DOCUMENT EXTRACT >>
== Segment start ==

This monumental accomplishment makes available to scientists what is basically a gene-by-gene guide on how to de-extinct the woolly mammoth by cloning.

"This basically gives you the changes that account for a mammoth being a mammoth -- the changes that allowed them to have hair, tremendous amounts of fat, large tusks," said co-author Hendrik Poinar, a professor of evolutionary genetics at McMaster University in Ontario, Canada to The Washington Post about the genetic sequencing of the woolly mammoth.

"This then gives us this road map, so to speak, of what we would need to change in an Asian elephant chromosome to make them mammoth-like."

With the complete genome, Poinar believes scientists are one step closer to a long-cherished goal of cloning the woolly mammoth. To accomplish this, researchers will have to create a mammoth embryo in a lab and use an elephant as a surrogate mother.

On the other hand, scientists from Harvard University announced their success last March in splicing DNA from the extinct woolly mammoth into living cells of an Asian elephant, making it possible to "de-extinct" the woolly mammoth.

The Harvard team successfully managed to insert genetic samples from the woolly mammoth into the code of an Asian elephant, the closest living relative of the extinct beast. The last known herds of woolly mammoths, which co-existed with early humans, went extinct on Wrangel Island located in the Arctic Ocean.

The Harvard team said recreating the mammoth's genetic sequencing wasn't a very difficult job since DNA samples of woolly mammoths were found protected in layers of permafrost in the Arctic.

== Segment end ==

DATASET EXCERPTS >>
== Segment start ==

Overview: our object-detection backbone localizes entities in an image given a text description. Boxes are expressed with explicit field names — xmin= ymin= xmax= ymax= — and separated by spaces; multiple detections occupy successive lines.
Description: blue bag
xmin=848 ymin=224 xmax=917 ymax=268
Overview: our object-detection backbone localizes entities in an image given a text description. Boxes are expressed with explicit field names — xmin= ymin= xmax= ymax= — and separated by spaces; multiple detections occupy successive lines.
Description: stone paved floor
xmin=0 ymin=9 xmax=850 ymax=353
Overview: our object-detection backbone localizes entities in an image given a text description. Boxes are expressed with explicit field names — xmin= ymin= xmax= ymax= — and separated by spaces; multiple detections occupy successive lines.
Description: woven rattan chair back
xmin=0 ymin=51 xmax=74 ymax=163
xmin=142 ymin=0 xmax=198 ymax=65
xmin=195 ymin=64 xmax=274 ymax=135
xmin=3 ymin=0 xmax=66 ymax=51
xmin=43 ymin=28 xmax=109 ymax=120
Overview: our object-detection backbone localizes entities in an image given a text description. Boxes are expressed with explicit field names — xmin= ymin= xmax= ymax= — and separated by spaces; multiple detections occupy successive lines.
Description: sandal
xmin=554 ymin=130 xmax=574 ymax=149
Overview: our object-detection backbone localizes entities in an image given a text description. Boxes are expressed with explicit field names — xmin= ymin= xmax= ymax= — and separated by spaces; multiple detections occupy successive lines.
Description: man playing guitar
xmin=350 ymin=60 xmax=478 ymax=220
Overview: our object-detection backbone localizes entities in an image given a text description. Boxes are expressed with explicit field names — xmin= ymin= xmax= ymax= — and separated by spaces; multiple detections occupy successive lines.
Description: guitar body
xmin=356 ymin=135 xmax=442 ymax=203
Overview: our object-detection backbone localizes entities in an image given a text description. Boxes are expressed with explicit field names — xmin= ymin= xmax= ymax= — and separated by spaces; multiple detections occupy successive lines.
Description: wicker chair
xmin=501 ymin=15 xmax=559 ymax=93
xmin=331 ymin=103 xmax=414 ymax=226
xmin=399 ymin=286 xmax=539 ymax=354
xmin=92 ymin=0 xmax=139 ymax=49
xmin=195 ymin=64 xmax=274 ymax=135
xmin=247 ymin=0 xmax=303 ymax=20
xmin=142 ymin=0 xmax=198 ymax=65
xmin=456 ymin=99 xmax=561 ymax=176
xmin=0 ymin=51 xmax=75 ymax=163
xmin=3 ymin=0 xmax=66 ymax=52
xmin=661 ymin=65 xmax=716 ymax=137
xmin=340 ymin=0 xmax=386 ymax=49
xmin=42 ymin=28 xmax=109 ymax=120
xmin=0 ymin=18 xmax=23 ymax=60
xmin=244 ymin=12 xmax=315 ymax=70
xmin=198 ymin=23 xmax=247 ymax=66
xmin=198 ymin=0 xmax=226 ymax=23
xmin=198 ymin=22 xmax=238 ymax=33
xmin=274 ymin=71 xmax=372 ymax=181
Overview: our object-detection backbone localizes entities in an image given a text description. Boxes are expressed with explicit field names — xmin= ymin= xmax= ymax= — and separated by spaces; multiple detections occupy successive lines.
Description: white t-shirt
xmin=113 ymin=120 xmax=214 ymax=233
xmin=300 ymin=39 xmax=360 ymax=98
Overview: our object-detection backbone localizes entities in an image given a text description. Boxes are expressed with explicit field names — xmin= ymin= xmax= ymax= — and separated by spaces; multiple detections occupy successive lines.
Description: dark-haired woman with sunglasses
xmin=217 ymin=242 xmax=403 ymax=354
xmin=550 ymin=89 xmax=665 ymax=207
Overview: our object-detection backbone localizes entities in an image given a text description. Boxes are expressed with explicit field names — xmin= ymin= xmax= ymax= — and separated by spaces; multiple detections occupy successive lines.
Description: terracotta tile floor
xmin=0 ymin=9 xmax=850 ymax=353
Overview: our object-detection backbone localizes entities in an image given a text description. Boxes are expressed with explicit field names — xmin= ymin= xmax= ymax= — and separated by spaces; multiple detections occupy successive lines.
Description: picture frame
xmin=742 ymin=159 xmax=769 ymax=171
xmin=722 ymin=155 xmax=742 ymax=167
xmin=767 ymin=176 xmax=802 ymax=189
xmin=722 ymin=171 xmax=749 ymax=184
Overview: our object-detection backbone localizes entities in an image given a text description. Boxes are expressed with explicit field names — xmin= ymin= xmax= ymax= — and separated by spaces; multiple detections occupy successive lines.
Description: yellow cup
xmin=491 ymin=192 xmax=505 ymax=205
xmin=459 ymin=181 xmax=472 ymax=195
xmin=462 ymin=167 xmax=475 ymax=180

== Segment end ==
== Segment start ==

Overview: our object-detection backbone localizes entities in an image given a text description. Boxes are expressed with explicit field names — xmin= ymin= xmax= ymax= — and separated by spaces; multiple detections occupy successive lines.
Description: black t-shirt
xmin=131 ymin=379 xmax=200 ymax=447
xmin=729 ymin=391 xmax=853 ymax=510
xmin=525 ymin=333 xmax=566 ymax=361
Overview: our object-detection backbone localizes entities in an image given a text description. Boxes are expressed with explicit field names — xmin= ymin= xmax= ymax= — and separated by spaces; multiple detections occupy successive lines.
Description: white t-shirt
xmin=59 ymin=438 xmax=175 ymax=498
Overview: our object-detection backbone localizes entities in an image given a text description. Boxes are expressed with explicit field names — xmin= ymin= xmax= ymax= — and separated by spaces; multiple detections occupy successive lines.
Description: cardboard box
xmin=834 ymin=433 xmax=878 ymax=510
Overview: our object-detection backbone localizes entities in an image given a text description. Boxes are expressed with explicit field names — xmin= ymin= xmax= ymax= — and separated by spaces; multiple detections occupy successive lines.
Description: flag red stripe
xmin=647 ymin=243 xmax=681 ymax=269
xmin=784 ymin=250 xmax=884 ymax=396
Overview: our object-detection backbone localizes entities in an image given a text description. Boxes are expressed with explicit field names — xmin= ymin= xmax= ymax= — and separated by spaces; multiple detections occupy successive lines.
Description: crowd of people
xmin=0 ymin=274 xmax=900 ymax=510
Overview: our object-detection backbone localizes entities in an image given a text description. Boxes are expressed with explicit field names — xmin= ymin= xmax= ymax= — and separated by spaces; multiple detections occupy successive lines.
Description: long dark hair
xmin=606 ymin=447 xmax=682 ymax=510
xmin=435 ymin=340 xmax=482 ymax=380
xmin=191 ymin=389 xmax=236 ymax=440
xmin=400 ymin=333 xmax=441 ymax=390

== Segment end ==

EXERCISE SET >>
a – List the physical features that, according to Poinar's quotation in the woolly mammoth text, the genetic changes allowed mammoths to have.
b – Set down, word for word, the portion of the woolly mammoth text starting at "This monumental accomplishment" and ending at "a surrogate mother.".

ANSWERS FOR EACH ITEM >>
a – hair; tremendous amounts of fat; large tusks

b –
This monumental accomplishment makes available to scientists what is basically a gene-by-gene guide on how to de-extinct the woolly mammoth by cloning.

"This basically gives you the changes that account for a mammoth being a mammoth -- the changes that allowed them to have hair, tremendous amounts of fat, large tusks," said co-author Hendrik Poinar, a professor of evolutionary genetics at McMaster University in Ontario, Canada to The Washington Post about the genetic sequencing of the woolly mammoth.

"This then gives us this road map, so to speak, of what we would need to change in an Asian elephant chromosome to make them mammoth-like."

With the complete genome, Poinar believes scientists are one step closer to a long-cherished goal of cloning the woolly mammoth. To accomplish this, researchers will have to create a mammoth embryo in a lab and use an elephant as a surrogate mother.